- Born: 1961 (age 64–65) Kampar, Perak, Federation of Malaya
- Citizenship: Singapore
- Education: National University of Singapore
- Occupations: Group CEO & President, Hyflux Group of Companies

Chinese name
- Traditional Chinese: 林愛蓮
- Simplified Chinese: 林爱莲

Standard Mandarin
- Hanyu Pinyin: Lín Àilián

Yue: Cantonese
- Yale Romanization: Làhm Oilìhn
- Jyutping: Lam^{4} Oi^{3} Lin^{4}

Southern Min
- Hokkien POJ: Lîm Ài-liân
- Tâi-lô: Lîm Ài-liân

= Olivia Lum =

Singaporean businesswoman

Olivia Lum Ooi Lin is a Singaporean businesswoman. She is the founder, group chief executive officer, and former president of the Singapore-based Hyflux Group.

==Early life==
Lum was adopted at birth, and never knew her biological parents; she was brought up by a woman she called her "grandmother". When Lum was only three, her grandmother gambled away her savings; they lost the house in which they were living, and moved to a shack without running water. She came to Singapore at the age of 15 and enrolled at the Tiong Bahru Secondary School, where she supported herself through tutoring and sales jobs. She went on to study at Hwa Chong Junior College and graduated in 1986 with an Honours degree in chemistry from the Faculty of Science of the National University of Singapore.

> RECORDS PROVIDED:

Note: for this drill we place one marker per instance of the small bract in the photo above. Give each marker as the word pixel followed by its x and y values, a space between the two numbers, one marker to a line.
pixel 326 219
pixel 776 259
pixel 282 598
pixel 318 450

> PROBLEM SET:
**1.** Translate this sentence from the Olivia Lum article into Spanish: "She is the founder, group chief executive officer, and former president of the Singapore-based Hyflux Group."
**2.** From the Olivia Lum article, extract the passage that begins at the words "Yue: Cantonese" and stops after the words "Singapore-based Hyflux Group.".
**3.** Continue the Olivia Lum article from the point where it stops.

> RESPONSES IN ORDER:
**1.** Es la fundadora, directora ejecutiva del grupo y expresidenta del Grupo Hyflux, con sede en Singapur.

**2.**
Yue: Cantonese
- Yale Romanization: Làhm Oilìhn
- Jyutping: Lam^{4} Oi^{3} Lin^{4}

Southern Min
- Hokkien POJ: Lîm Ài-liân
- Tâi-lô: Lîm Ài-liân

= Olivia Lum =

Singaporean businesswoman

Olivia Lum Ooi Lin is a Singaporean businesswoman. She is the founder, group chief executive officer, and former president of the Singapore-based Hyflux Group.

**3.**
==Career==
Lum started corporate life as a chemist with Glaxo Pharmaceutical. After working for three years at Glaxo, she left in 1989 at the age of 28 to start up Hydrochem, the precursor to Hyflux, with just SG$20,000 of capital, which she raised by selling her condominium and car. She hired three employees at the start; Lum herself rode around on a motorcycle selling her company's water filters and treatment chemicals. By January 2001, Hyflux had become the first water treatment company to be listed on SESDAQ, and was upgraded to the Singapore Exchange's Mainboard in April 2003.

In 2002, Lim won the Her World Woman award of the Year for her contributions to Singaporean water. She was also a Nominated Member of Parliament for a single term from 2002 to 2004.

By 2005, she had a net worth of over US$240 million, which earned her a place as the only woman on Forbes' "Southeast Asia Rich List".

Lum holds several positions in public service. She is a board member of SPRING Singapore, the National University Singapore Council, and the Singapore Exchange, as well as the president of the Singapore Water Association. She is also a member of the UNESCAP Business Advisory Council and the Singapore Green Plan 2012 coordinating committee. Lum was a Nominated Member of Parliament in the Parliament of Singapore from 2 July 2002 to 1 January 2005. In 2003, she was awarded the International Management Action Award, followed by the Global Female Invent and Innovate Award the following year.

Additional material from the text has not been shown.